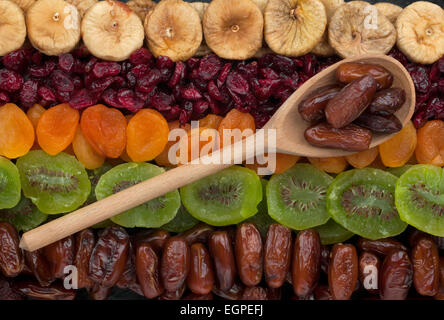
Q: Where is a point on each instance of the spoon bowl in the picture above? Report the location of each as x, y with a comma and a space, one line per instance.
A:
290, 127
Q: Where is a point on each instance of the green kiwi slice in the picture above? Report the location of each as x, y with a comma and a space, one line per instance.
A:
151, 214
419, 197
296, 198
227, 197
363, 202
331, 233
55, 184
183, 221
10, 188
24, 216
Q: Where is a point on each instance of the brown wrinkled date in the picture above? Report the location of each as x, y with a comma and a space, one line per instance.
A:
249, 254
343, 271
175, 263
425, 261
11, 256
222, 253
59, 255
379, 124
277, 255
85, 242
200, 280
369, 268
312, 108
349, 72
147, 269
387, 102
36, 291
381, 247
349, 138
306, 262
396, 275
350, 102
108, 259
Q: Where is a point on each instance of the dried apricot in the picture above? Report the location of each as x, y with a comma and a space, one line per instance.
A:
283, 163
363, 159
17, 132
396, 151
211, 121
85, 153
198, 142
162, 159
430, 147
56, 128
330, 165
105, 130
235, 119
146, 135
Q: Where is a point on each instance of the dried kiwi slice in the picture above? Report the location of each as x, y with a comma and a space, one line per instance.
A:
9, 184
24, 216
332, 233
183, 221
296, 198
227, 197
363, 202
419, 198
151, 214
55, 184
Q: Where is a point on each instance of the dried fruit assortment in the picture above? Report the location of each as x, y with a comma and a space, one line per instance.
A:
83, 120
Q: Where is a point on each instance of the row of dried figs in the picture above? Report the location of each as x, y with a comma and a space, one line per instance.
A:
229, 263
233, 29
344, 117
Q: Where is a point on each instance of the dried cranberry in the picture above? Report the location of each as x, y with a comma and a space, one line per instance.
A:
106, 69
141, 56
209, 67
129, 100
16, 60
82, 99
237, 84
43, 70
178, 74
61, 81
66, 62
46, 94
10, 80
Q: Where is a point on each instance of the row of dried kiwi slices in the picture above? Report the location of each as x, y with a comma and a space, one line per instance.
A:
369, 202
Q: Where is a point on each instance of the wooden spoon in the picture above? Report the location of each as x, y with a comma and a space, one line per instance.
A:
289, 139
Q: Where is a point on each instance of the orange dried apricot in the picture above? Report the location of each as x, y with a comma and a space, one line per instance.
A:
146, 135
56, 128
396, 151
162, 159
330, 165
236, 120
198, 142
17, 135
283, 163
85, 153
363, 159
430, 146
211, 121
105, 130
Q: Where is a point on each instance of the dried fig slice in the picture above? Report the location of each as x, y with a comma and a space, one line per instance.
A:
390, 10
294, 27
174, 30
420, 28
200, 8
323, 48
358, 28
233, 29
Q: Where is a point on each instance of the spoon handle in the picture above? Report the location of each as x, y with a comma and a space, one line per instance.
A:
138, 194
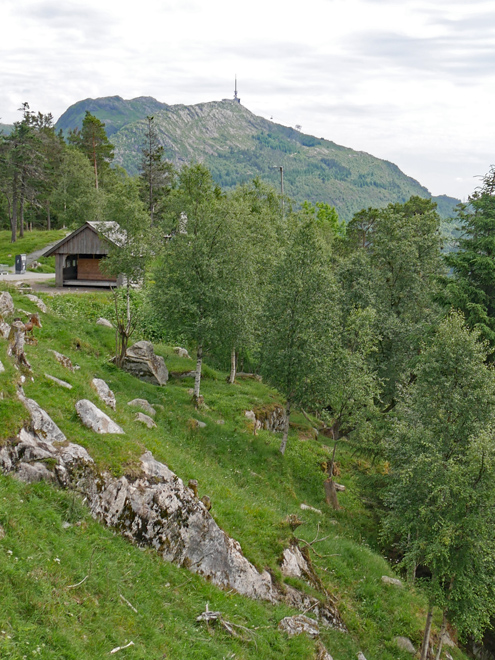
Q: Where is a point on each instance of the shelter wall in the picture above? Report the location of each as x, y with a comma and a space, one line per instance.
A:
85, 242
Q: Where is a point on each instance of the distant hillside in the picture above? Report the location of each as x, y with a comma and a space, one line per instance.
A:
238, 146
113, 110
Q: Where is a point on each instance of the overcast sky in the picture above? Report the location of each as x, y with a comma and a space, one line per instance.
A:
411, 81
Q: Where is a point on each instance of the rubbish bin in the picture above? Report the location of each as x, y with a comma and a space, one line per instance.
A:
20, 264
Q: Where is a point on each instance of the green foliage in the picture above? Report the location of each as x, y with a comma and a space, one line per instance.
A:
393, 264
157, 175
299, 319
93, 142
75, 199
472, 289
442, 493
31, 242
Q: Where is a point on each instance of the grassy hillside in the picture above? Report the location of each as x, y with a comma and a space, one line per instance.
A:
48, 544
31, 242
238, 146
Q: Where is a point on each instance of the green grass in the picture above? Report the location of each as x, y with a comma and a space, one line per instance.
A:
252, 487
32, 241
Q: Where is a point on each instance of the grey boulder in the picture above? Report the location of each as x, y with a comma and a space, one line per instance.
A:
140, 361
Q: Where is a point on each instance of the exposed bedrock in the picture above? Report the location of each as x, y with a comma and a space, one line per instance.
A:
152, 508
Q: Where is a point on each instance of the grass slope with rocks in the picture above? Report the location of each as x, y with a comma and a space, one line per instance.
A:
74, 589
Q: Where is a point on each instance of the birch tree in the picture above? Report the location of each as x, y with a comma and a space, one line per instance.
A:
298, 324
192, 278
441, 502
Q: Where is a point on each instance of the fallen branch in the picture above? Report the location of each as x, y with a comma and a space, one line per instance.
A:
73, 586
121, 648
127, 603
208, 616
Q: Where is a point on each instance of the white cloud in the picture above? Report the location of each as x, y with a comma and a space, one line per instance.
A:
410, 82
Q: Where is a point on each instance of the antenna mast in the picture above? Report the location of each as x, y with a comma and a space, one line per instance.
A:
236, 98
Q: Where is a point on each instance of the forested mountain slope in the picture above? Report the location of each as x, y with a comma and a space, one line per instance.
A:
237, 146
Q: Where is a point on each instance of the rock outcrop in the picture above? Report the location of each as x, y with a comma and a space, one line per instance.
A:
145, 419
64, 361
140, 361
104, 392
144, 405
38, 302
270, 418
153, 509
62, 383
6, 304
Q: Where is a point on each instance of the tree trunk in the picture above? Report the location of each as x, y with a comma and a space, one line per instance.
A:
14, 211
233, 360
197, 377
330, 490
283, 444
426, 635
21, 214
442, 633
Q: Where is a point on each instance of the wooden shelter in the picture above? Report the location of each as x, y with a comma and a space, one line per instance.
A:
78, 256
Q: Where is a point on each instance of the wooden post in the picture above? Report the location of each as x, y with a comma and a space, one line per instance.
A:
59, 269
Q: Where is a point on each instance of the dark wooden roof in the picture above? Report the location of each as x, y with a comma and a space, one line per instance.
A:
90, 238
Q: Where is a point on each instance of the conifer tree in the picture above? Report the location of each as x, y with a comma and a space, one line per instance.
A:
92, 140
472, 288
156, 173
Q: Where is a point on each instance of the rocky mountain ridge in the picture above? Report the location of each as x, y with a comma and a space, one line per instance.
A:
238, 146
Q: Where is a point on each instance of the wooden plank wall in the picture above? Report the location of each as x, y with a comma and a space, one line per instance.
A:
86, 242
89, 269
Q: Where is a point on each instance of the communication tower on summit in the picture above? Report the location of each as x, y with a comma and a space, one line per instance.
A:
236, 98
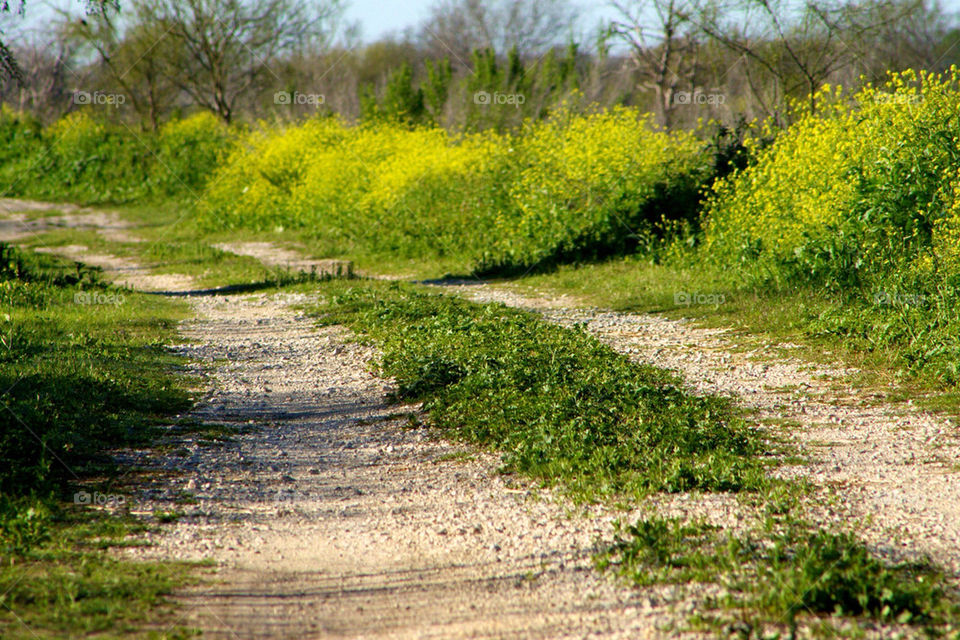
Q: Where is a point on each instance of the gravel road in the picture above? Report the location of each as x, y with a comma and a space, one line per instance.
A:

--------------------------------

*Task to complete*
Would you please give the material above again, unchanged but without pictures?

*Reply*
Q: Where is a point on each instance of the spoon bowl in the picture above? Report the location of each as x, y with a comma and a space, one line per instance.
A:
290, 127
Q: Where is a point on each instance of the green kiwi slice in the picture above? Report the location of each as x, y with a comma and a space, one line per instance.
A:
151, 214
419, 197
296, 198
227, 197
363, 202
331, 233
55, 184
183, 221
10, 188
24, 216
Q: Where is a point on each instance of the brown wrinkled date in the picture above? Report the location of each as x, y with a comma and a space, one line per instance.
A:
249, 254
343, 271
175, 263
425, 261
11, 256
222, 253
59, 255
379, 124
277, 255
85, 242
200, 280
369, 268
312, 108
349, 72
147, 269
387, 102
36, 291
381, 247
349, 138
306, 262
396, 275
350, 102
108, 259
Q: Where is a point on each instance of the dried apricot in the picture above? Report the location of each as x, y with a comma and a space, one line per instance.
A:
283, 163
363, 159
17, 132
396, 151
211, 121
85, 153
198, 142
162, 159
430, 147
56, 128
330, 165
105, 130
235, 119
146, 135
Q: Where is a point on each instance of the dried kiwi slice in the picture above? Report the location of each as x, y with a comma and a space, one line per instance.
A:
9, 184
24, 216
332, 233
183, 221
296, 198
227, 197
363, 202
419, 198
151, 214
55, 184
Q: Where is a point on each instance of the dried fruit assortment in the picture above? Report the location of each as x, y with a comma and a space, one line per instance.
A:
83, 120
Q: Where is a point on each instance of the row of dried figs in the picture above? Report the location of each as x, y with a comma and a space, one line per instance.
A:
229, 263
233, 29
344, 117
Q: Where is a point on each instance of the dried cranberry in the picture above? Report the location of each as x, y with a comma and a space, one line per instance.
A:
106, 69
141, 56
209, 67
129, 100
16, 60
82, 99
237, 84
43, 70
178, 74
61, 81
66, 62
46, 94
10, 80
Q: Where is a point on each instance of the row of dried kiwi slices in the picture above? Report the location of each as x, y with a comma and a space, one line per instance.
A:
369, 202
Q: Where is a point on each instance of the wooden spoon in the picture above? Report the location of each as x, y with a comma and a space, one line per instance.
A:
289, 139
Q: Where is a point on each instance of the orange dried apricot in the picture above? Report the location of each as x, y with a comma and a space, one line per instance.
A:
146, 135
56, 128
396, 151
162, 159
330, 165
236, 120
198, 142
17, 135
283, 163
85, 153
363, 159
430, 146
211, 121
105, 130
Q: Where is a point on each instance of the dried fig slice in the picture above? Report the location of each as x, y with a comma and a space, one line per instance.
A:
390, 10
294, 27
174, 30
420, 28
200, 8
323, 48
358, 28
233, 29
Q: Where is a point on each instance of the spoon handle in the picture above? Report the location of each as x, y with a comma and a space, one line per instance.
A:
138, 194
Q: Where is a point on each instance of the shelter wall in the picture above? Report the location of each as x, y with a comma and a space, one line per instance.
A:
85, 242
Q: Where is a point on each instance of the distant hillside in the picture above? Report the location of each as x, y with a comma and a space, one line per instance.
A:
238, 146
113, 110
Q: Where is a point on each instance of the overcast sky in the picture above? Report the location of each as x, y with a comma and a space, one line per instance.
A:
411, 81
Q: Where is a point on each instance of the rubbish bin in the picture above? Report the location of each as x, y with a comma and a space, one line per instance.
A:
20, 264
Q: Where is a point on each instance of the green foliage in the picture above? Report the location of each as x, y with a comma and a space, one line per instance.
A:
393, 264
157, 175
299, 319
93, 142
75, 199
472, 289
442, 493
31, 242
Q: Where is a point on each instance of the grassy hillside in the picture above? Report the location of each as x, y with a comma and a space, one line per instance.
A:
48, 544
31, 242
238, 146
Q: Where is a point on each instance of the green grass in the picture above? Report the location of each as x, y with a comma and a space, one line per instance.
A:
252, 487
32, 241
Q: Where is a point on each instance of the grey boulder in the picture above? Report the location of each as x, y with a comma and a space, one line per instance.
A:
140, 361
Q: Where is a point on each instance of the exposed bedrock in the picture above? Report the location of each as x, y with a comma and a space, one line per instance.
A:
152, 508
Q: Where is a point on each instance of the grass slope with rocks in the picture above? Report the location of each as x, y with a comma and a space, one line per instance.
A:
74, 589
Q: Where is a point on each instance of the birch tree in the picture above? Report the location of each as x, y with a comma and a space, one line per instance.
A:
298, 324
192, 278
441, 502
Q: Where is a point on each instance of the fallen branch in the picture above? Report the location of each as x, y with a comma and a space, one line per instance.
A:
73, 586
121, 648
127, 603
208, 616
Q: Where is a point on each instance of the white cloud in the picture above? Report the location of each as x, y with a comma and a space, one line per instance.
A:
410, 82
Q: Where is a point on each instance of the antenna mast in the picture above? Report the location of each as x, y with a comma and a space, one line per instance.
A:
236, 98
Q: Where is a point on each instance of the forested mountain slope in the picture above? Report the location of each as x, y with a comma and a space, one line per instance.
A:
237, 146
Q: Where is a point on each instance of the rock outcrop in the picture above? Report the location of each as x, y with a comma and a space, one line per instance.
A:
145, 419
64, 361
140, 361
104, 392
144, 405
38, 302
270, 418
153, 509
62, 383
6, 304
Q: Where is a point on each instance of the tree trunk in the picture above? Report the location of each as x, y with a comma and a space, one line per instance.
A:
14, 211
233, 360
197, 377
330, 490
283, 444
426, 635
21, 214
442, 633
Q: Where is a point on each instance of the wooden shelter in the picture above? Report the location of each as x, y with a comma and a space, one line per instance.
A:
78, 256
Q: Where is a point on each instance of the wooden post in the picture above? Report the location of each as x, y with a comma and a space, one line per instance.
A:
59, 269
Q: Where is a point on each instance of the dark wooden roof in the picture above? Report the location of each as x, y with a comma and a space, one line per instance.
A:
90, 238
Q: Where is a point on each instance of the conifer tree in the picture above? Report the location of each as x, y with a comma and a space, one line per instance.
A:
92, 140
472, 288
156, 173
Q: Where is a point on each instance of the rocky mountain ridge in the picture above? Report the location of each as x, y with a comma and a space, one line per instance.
A:
238, 146
Q: Where is a point on each instance of the wooden plank wall in the picture above? Report the location of each as x, y with a comma and a space, one line per instance.
A:
86, 242
89, 269
Q: Where is a point on each instance of the communication tower on summit in the picture above? Report the location of each as x, y with a comma and a space, one line per instance.
A:
236, 98
Q: Where is a point on each instance of the gravel road in the picture above? Report the location of each as x, y with a comma and a space, one line per instance.
A:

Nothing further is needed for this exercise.